___ DOCUMENT SEGMENT

🤖 AI Summary
This work addresses the limitation of existing benchmarks, which predominantly focus on abstract scenarios and fail to adequately assess large language models’ ability to balance regulatory compliance with business objectives in real-world commercial settings. To bridge this gap, the authors introduce the GAIN benchmark, which explicitly models five contextual pressure factors—such as goal alignment, risk aversion, and emotional or ethical considerations—and comprises 1,200 realistic scenarios spanning four major business domains. Through a scenario simulation framework, multidimensional pressure variables, and comparative analysis against human decision-making, the study reveals that state-of-the-art large language models generally align with human judgments across most pressure conditions, yet demonstrate stronger adherence to norms when faced with personal incentives, indicating heightened compliance tendencies.

______
___ RECORDS SUPPLIED

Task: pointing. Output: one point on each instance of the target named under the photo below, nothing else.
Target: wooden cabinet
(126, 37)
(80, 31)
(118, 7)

______

WHAT YOU NEED TO DO: Pick up the summary of the GAIN benchmark study after its last sentence and carry it forward. The records have nothing to do with the text.

TASK RESPONSE:
📝 Abstract
We introduce GAIN (Goal-Aligned Decision-Making under Imperfect Norms), a benchmark designed to evaluate how large language models (LLMs) balance adherence to norms against business goals. Existing benchmarks typically focus on abstract scenarios rather than real-world business applications. Furthermore, they provide limited insights into the factors influencing LLM decision-making. This restricts their ability to measure models' adaptability to complex, real-world norm-goal conflicts. In GAIN, models receive a goal, a specific situation, a norm, and additional contextual pressures. These pressures, explicitly designed to encourage potential norm deviations, are a unique feature that differentiates GAIN from other benchmarks, enabling a systematic evaluation of the factors influencing decision-making. We define five types of pressures: Goal Alignment, Risk Aversion, Emotional/Ethical Appeal, Social/Authoritative Influence, and Personal Incentive. The benchmark comprises 1,200 scenarios across four domains: hiring, customer support, advertising and finance. Our experiments show that advanced LLMs frequently mirror human decision-making patterns. However, when Personal Incentive pressure is present, they diverge significantly, showing a strong tendency to adhere to norms rather than deviate from them.